START ENTRIES PROVIDED

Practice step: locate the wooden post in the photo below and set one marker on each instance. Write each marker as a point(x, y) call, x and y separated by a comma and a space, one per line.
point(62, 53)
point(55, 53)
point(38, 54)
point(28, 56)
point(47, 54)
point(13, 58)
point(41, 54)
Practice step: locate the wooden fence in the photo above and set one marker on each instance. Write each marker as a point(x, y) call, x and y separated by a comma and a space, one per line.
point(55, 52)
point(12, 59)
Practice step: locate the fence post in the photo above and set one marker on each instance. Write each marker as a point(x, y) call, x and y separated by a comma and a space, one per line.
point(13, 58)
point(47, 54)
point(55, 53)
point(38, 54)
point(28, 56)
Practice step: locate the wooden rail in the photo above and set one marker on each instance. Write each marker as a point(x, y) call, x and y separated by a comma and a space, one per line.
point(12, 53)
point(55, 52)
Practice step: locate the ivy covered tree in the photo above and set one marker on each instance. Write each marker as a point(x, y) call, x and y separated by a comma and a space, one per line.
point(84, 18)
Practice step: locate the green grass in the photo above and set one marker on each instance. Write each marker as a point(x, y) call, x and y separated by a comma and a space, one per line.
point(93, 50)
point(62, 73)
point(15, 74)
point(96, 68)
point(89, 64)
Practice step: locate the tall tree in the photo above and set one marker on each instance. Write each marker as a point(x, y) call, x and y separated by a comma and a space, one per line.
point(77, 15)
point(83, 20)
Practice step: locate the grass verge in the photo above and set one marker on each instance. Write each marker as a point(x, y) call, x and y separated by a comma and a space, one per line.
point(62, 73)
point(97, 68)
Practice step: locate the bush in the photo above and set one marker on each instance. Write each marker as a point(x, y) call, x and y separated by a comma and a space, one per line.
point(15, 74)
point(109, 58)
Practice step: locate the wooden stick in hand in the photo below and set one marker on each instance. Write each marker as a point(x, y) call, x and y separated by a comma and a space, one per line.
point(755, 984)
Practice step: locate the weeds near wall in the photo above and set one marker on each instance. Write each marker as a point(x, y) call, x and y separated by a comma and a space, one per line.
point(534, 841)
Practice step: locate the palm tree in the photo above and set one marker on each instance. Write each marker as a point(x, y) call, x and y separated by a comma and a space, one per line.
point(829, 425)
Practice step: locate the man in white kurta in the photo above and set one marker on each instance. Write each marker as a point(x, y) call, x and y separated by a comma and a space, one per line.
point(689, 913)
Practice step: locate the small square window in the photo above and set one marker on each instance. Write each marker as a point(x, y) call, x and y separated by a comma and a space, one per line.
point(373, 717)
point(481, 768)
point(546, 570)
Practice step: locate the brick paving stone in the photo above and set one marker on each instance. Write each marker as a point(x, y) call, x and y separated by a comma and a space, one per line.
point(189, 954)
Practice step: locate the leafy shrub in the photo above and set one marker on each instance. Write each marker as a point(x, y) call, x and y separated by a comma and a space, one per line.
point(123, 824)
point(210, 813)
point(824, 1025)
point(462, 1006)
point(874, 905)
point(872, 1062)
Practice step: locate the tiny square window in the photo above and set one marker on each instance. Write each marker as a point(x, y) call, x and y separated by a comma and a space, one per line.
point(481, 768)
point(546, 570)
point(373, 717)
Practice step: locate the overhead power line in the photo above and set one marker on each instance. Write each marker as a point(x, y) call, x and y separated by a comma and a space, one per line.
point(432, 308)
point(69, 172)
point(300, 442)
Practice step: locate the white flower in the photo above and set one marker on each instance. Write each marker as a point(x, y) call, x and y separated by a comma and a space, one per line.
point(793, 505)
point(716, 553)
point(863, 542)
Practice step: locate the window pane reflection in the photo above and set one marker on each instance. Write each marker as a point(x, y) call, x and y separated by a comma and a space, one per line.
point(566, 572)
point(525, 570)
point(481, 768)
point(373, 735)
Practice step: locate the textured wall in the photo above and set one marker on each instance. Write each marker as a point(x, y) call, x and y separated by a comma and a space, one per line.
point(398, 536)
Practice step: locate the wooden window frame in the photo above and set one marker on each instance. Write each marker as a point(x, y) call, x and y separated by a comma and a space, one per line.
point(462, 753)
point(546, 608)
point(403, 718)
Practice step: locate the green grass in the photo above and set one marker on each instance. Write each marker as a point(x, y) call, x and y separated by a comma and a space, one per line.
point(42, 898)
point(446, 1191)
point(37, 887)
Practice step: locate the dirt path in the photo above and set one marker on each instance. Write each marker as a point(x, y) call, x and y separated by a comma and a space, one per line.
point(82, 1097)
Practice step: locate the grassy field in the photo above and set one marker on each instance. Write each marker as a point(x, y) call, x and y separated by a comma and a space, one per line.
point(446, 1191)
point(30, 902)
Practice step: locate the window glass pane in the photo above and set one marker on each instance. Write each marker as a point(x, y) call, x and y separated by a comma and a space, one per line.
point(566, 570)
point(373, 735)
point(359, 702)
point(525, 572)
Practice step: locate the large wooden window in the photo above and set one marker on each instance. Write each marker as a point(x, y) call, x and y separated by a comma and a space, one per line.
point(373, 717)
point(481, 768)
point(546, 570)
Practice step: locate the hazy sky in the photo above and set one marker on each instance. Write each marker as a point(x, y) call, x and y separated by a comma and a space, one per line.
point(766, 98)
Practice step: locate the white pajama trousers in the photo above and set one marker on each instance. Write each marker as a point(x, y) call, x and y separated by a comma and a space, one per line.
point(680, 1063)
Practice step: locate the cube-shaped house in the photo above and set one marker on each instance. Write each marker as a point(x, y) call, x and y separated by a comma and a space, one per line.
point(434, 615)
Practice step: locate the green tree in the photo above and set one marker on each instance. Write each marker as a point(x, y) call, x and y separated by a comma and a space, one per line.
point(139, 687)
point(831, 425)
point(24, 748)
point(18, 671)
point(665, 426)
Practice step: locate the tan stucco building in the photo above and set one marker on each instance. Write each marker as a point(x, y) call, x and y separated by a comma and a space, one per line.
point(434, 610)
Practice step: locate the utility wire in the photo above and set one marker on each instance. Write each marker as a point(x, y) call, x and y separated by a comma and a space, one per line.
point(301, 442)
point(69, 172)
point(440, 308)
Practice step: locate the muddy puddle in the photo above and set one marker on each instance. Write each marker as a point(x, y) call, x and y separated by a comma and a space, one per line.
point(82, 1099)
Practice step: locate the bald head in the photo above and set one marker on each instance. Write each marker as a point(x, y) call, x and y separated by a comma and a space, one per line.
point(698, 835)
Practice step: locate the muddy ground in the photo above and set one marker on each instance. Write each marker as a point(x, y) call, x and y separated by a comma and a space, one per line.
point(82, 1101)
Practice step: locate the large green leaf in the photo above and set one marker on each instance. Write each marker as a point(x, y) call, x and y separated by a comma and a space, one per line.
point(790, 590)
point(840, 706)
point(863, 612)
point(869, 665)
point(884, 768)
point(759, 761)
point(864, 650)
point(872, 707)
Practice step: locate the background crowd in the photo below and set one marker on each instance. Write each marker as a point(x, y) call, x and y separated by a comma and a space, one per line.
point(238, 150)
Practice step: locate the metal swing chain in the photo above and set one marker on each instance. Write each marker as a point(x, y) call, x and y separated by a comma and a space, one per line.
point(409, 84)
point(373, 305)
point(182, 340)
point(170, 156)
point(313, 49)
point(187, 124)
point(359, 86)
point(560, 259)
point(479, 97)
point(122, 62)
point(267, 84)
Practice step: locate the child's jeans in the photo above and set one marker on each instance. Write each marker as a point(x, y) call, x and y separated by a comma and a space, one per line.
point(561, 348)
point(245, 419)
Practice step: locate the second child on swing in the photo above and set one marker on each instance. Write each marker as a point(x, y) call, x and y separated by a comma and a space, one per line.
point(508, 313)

END ENTRIES PROVIDED

WHAT YOU NEED TO DO = Copy every row above word for word, one line at a time, with nothing changed or left out.

RESULT OF THE EXERCISE =
Practice step: locate the wooden post in the photo below and set one marker on each instance. Write each marker as a point(x, y) call, x and y separated by a comma and a space, one per line.
point(62, 53)
point(55, 53)
point(38, 54)
point(28, 56)
point(47, 54)
point(13, 58)
point(41, 54)
Practice step: locate the wooden fence in the photo above and set one marker on each instance. Write each marker as a point(x, y) call, x and y separated by a comma and a space, one per line.
point(55, 52)
point(12, 59)
Practice step: locate the fence post in the photo above and set one marker on each instance. Write each marker as a point(x, y) call, x and y separated by a comma and a space, one per line.
point(13, 58)
point(47, 54)
point(55, 53)
point(38, 54)
point(28, 56)
Practice step: locate the wooden rail in the photo above and set one marker on each instance. Write each marker as a point(x, y) call, x and y separated by a comma and a space, one per line.
point(12, 53)
point(55, 52)
Practice step: locate the ivy covered tree in the photo above and set one marker on each instance. Write each marker as a point(x, y) call, x and y separated by a comma and a space, one per line.
point(84, 18)
Practice step: locate the green grass in the photo above and set one marker on each instance. Write each marker as a point(x, y) call, x and y separated by a comma and a space, one per line.
point(93, 50)
point(62, 73)
point(15, 74)
point(96, 68)
point(89, 64)
Practice step: locate the tall tree in the photo above and set one marker on each instance. Write each marker as a point(x, y) call, x and y separated by a comma and a space, one per line.
point(77, 15)
point(83, 20)
Practice step: locate the grass verge in the photo above and set one marker on each instance. Write each marker as a point(x, y) call, x and y separated by a comma and a space, one per line.
point(62, 73)
point(97, 68)
Practice step: locate the bush in the photo above and set one marker on each instance. Write each marker as a point(x, y) call, x and y separated by a comma and a space, one per line.
point(15, 74)
point(109, 58)
Practice step: locate the wooden stick in hand in the photo below and set one marker on each instance. Write each marker as a point(x, y) call, x and y separated by a comma and a space, one per line.
point(755, 984)
Practice step: locate the weeds near wall in the photo above and set one marker on each instance. Write each marker as a point(x, y) call, x and y separated by a comma and a space, one per line.
point(534, 841)
Practice step: locate the palm tree in the photo above and set one marker on each instance. Write each marker as a point(x, y) call, x and y separated by a comma and a space, one per line.
point(829, 425)
Practice step: locate the man in white kurta in the photo above and set one marker on each instance. Write each marker as a point(x, y) call, x and y separated by a comma and a space, one per line.
point(689, 913)
Practice step: locate the small square window in the photo above and set one marker on each instance. Write each marker as a point(x, y) call, x and y separated by a comma and a space, one per line.
point(373, 717)
point(481, 768)
point(546, 570)
Practice step: locate the brick paving stone in the photo above and set one marker on each instance. Write each marker as a point(x, y) call, x and y separated by a comma and a space, one per line.
point(189, 954)
Practice step: locate the leafy shrub in the photo above and set one marker on each instance. Write each marker as a point(x, y) call, x and y separated by a comma and a space, one per line.
point(123, 824)
point(210, 813)
point(824, 1025)
point(462, 1006)
point(874, 905)
point(872, 1062)
Practice step: locate the tiny square window in the photo above and set one marker on each instance. Write each marker as a point(x, y) call, x and y separated by a comma and a space, one per line.
point(481, 768)
point(546, 570)
point(373, 717)
Practice step: locate the overhead power line in the photo above and set one marker on each instance. Write each marker as a point(x, y) call, x and y separated by a comma and a space, one per line.
point(432, 308)
point(69, 172)
point(300, 442)
Practice step: locate the white flower in the photo above and set one marker on each instance. Write each marker as a point(x, y) call, x and y separated by a comma and a space, one per line.
point(793, 505)
point(716, 553)
point(863, 542)
Practice step: locate the window pane reflection in the photo above and set one marker on each instance. Write each marker as a point(x, y) call, x and y separated by a comma and a space, one per line.
point(566, 572)
point(525, 570)
point(481, 768)
point(373, 735)
Practice step: locate the textured wall in the photo above and set one marker on each instance. Write each marker as a point(x, y) call, x and y separated by a comma and a space, one per line.
point(398, 536)
Practice step: locate the wooden window frame in the photo above and set one marker on each instance. Write each marker as a point(x, y) call, x and y separated by a comma and a space, one per line.
point(462, 753)
point(546, 608)
point(403, 718)
Practice step: locate the green grass in the photo above and set one marker on each instance. Write each marker as a point(x, y) call, x and y separated by a comma and a space, one per line.
point(42, 898)
point(446, 1191)
point(37, 887)
Practice step: locate the dirt path in the photo above and set one marker on each instance. Write each marker as a point(x, y) call, x and y separated by a comma and a space, one per line.
point(82, 1097)
Practice step: locate the grassy field in the photo above and set one marker on each instance. Write each marker as a point(x, y) call, x and y separated by a comma and a space, one per line.
point(446, 1191)
point(30, 902)
Practice step: locate the window glass pane in the photo above and set one marker on each instance. Write each marker as a point(x, y) call, x and y separated by a comma and a space, one per line.
point(566, 570)
point(373, 735)
point(359, 702)
point(525, 572)
Practice step: locate the large wooden window in the photo above and set one marker on each instance. Write each marker as a point(x, y) call, x and y separated by a comma and a space, one per line.
point(373, 717)
point(481, 768)
point(546, 570)
Practice step: locate the hazy sky in the photo above and set one marker on each instance. Write each marker as a point(x, y) call, x and y separated by a comma and a space, one per line.
point(766, 98)
Practice step: locate the white pajama trousers in the photo above and set one marker on each instance. Write each marker as a point(x, y) call, x and y separated by a comma and a space, one per line.
point(680, 1063)
Practice step: locate the cube-shaped house in the photo above and set one marker on each instance. Write each marker as a point(x, y) call, x and y separated by a comma and a space, one per line.
point(434, 615)
Practice step: locate the green tree in the photo above and set one marker on each instance. Write each marker as a point(x, y) call, x and y separated by a comma and a space, one per line.
point(139, 687)
point(831, 425)
point(24, 748)
point(18, 671)
point(665, 426)
Practice step: locate the tan stucco building in the photo above and set one marker on each instance. Write each marker as a point(x, y) call, x and y separated by a comma and a space, one per line.
point(434, 610)
Practice step: locate the utility wire in the photo above and set one marker on each instance. Write each marker as a point(x, y) call, x and y separated by a comma and a space, one per line.
point(301, 442)
point(69, 172)
point(440, 308)
Practice step: locate the muddy puddle in the photo above and set one marker on each instance. Write each marker as a point(x, y) call, x and y separated by a comma and a space, one per line.
point(82, 1099)
Practice step: locate the bald head in the photo above and set one marker on each instance. Write each marker as a point(x, y) call, x and y separated by a comma and a space, one per line.
point(698, 835)
Practice step: locate the muddy ground in the photo above and set one marker on each instance. Write each marker as a point(x, y) call, x and y separated by a comma and a space, one per line.
point(82, 1101)
Practice step: locate the large green leaf in the photo above and set one marker on each instance. Write each marker as a point(x, y) call, x and y separated by a comma and a space, one per line.
point(790, 590)
point(840, 706)
point(863, 612)
point(869, 665)
point(884, 768)
point(759, 761)
point(864, 650)
point(872, 707)
Practice step: locate the background crowd in the photo below and set one marker on each instance. Write each marker as a point(x, y) call, x and y separated by a comma and a space, one per line.
point(238, 150)
Practice step: locate the metal swing chain in the photo above and set one marker on each instance. Write each marker as a point(x, y) call, x and y separated by a comma and a space, one per line.
point(409, 84)
point(373, 305)
point(182, 340)
point(170, 156)
point(313, 49)
point(187, 124)
point(359, 86)
point(560, 259)
point(479, 97)
point(122, 62)
point(267, 84)
Practice step: locate the child's jeans in the photo above and set one marker on each instance. Write each marker as a point(x, y) call, x and y separated by a comma and a space, one per line.
point(561, 348)
point(245, 419)
Practice step: locate the second child on swing in the photo above and set one marker on each instance. Write each marker as a point(x, y) call, x and y separated by a comma and a space, one per line.
point(508, 313)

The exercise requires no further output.